Deploying code with packages


Startups iterate quickly. As a devops professional (apparently that's what they call me now), I've found that the ability to turn over code deploys, new services, and configuration changes very fast is critical to keeping your customers (the engineering team) happy. This process is generally referred to as Continuous Integration or CI. A lot of new tools have popped up over the last few years to get code from VCS to prod servers faster along the lines of Capistrano, Fabric, and... probably some other stuff. These tools are great for creating quick-and-dirty, reproducible-ish deployments without a ton of thought. However, this approach is completely wrong.

There is quite a bit of prior art in the area of code deployment in the form of operating system packages. Everything on a fresh install of a server probably came from a system package. Kernels, compilers, editors, network utilities, were all packaged by the OS maintainers and installed by an automated system. Your code is not special, so why treat it's deployment specially?

The problem with OS packaging is that it's a bit of an arcane art. Systems like RPM, Apt, and Ebuild are fraught with outdated documentation, links to dead blogs, buried mailing list posts, and "just ask the dude on IRC, he's pretty cool". But you can't ignore that all of these systems have essentially solved every type of code deployment problem you're likely to face, and as lazy devops/sysadmin people, we hate reinventing the wheel, so here we go.

For the sake of brevity, sanity, and inanity, I'm going to assume that you're deploying a Python web app in a Git repo and deploying to a recent Debian or Ubuntu system. Our goal is to be able to install a package using Puppet, Chef, CFengine, or something else that puts all of your code in a standard location every time, on every server.

Ok, the basics. Debian packages are .deb files. A .deb file is basically a compressed tar archive containing a built binary of your app with some extra metadata about versioning and dependencies. The dpkg-deb utility allows us to examine and unpack .deb files. Take a look at an existing package's metadata with dpkg-deb -I /var/cache/apt/archives/something_1.2.3-1.deb. Anytime you apt-get install a package, it caches the downloaded archive in /var/cache/apt/archives. If you've installed a lot of things, you'll have a lot of .deb files here. Feel free to poke around, take a look at man dpkg-deb for more options and tools for playing with .deb archives.

So, why can't we just pack up our source directory into a .deb file and call it a day? That'll get our files onto the server, and it'll work the same every time, right? Sure, but then you'd be skipping a lot of the really useful and important parts of the Debian packaging system. As a rule, nothing makes it into upstream Debian unless it can be built from a special type of package called a source package. Source packages provide all of the instructions, dependencies, and versioning information required for the build system to generate a .deb for (theoretically) any architecture or distribution using Debian-style packaging from nothing but source code.

Great, so how do you create a source package? First, you'll need some tools.

sudo apt-get install devscripts pbuilder git-buildpackage dh-make apt-utils

Ok, so what are these things? pbuilder will create a chroot jail (google it, I'll wait) around a completely clean and sterile, minimal Debian install, and build your package inside the jail using a bunch of tools, rather than directly on your system with god-knows-what installed on it. This ensures that your final built package is reproducible, that some dude in Siberia that wants to hack on your code or port it to a different system gets the same resulting binaries that you did. git-buildpackage wraps around pbuilder to provide intelligent management of package sources within a git repository, and dh-make generates boilerplate for new source packages.

--------------------------------------------------

Problem to work on:
Echo word for word the passage of the packaging article above that opens with the words containing "Ok, the basics." and closes with "with .deb archives.".

Source excerpt:
--------------------------------------------------

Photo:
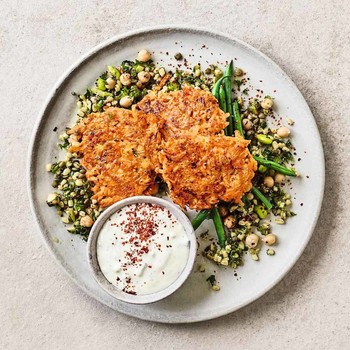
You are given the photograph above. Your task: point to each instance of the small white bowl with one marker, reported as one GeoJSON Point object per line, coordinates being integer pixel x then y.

--------------------------------------------------

Correct response:
Ok, the basics. Debian packages are .deb files. A .deb file is basically a compressed tar archive containing a built binary of your app with some extra metadata about versioning and dependencies. The dpkg-deb utility allows us to examine and unpack .deb files. Take a look at an existing package's metadata with dpkg-deb -I /var/cache/apt/archives/something_1.2.3-1.deb. Anytime you apt-get install a package, it caches the downloaded archive in /var/cache/apt/archives. If you've installed a lot of things, you'll have a lot of .deb files here. Feel free to poke around, take a look at man dpkg-deb for more options and tools for playing with .deb archives.